■ **PEDIDO DADO**: Reproduza sem nenhuma alteração o trecho das linhas abaixo que começa na linha que contém "Mark every instance of the ss" e termina na última linha, com ambas incluídas.

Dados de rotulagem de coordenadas
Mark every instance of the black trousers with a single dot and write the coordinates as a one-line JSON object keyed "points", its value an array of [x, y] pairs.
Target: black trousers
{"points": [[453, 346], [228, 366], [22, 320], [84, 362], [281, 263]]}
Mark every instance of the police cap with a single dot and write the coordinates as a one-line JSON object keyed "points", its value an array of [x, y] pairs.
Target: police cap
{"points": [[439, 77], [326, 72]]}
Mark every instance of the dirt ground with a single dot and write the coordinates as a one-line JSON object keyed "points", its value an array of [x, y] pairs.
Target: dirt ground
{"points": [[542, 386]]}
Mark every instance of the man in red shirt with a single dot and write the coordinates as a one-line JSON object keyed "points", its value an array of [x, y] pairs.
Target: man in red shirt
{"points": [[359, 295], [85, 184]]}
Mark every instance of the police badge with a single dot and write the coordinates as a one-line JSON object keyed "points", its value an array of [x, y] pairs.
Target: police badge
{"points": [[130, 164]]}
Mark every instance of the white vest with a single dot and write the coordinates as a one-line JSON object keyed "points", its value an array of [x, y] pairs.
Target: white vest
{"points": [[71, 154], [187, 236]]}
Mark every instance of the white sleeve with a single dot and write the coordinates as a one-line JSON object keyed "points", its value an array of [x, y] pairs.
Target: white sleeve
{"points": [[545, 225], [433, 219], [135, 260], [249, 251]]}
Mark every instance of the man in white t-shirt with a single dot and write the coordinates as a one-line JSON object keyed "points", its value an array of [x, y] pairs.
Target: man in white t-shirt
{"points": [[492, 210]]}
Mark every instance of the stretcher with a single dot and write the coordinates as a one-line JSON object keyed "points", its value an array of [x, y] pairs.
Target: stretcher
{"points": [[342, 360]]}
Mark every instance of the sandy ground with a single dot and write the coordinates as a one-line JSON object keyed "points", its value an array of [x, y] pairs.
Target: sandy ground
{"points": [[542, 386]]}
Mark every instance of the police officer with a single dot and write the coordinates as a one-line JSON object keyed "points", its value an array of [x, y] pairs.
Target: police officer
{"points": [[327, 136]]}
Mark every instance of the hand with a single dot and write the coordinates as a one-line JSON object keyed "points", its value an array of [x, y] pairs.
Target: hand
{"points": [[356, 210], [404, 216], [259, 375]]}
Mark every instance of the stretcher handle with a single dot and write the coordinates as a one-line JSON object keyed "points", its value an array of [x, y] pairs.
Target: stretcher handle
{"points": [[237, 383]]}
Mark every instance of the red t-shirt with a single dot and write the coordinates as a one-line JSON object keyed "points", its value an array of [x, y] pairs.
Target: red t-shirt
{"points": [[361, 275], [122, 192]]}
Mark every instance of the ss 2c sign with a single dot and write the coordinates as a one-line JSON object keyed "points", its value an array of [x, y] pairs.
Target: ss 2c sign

■ **EXERCÍCIO RESOLVIDO**:
Mark every instance of the ss 2c sign with a single dot and write the coordinates as a one-line JSON object keyed "points", its value an array of [x, y] pairs.
Target: ss 2c sign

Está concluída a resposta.